## START RECORDS TO PROCESS
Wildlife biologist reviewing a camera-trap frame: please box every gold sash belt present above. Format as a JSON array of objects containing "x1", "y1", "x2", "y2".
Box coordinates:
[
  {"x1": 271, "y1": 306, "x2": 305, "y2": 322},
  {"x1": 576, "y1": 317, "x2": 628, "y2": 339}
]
## END RECORDS TO PROCESS
- BRIEF
Arrange the lines above as a numbered list, omitting any blank lines.

- THE RESPONSE
1. Wildlife biologist reviewing a camera-trap frame: please box every gold sash belt present above. Format as a JSON array of objects containing "x1", "y1", "x2", "y2".
2. Box coordinates:
3. [
4.   {"x1": 271, "y1": 306, "x2": 305, "y2": 322},
5.   {"x1": 576, "y1": 317, "x2": 628, "y2": 339}
6. ]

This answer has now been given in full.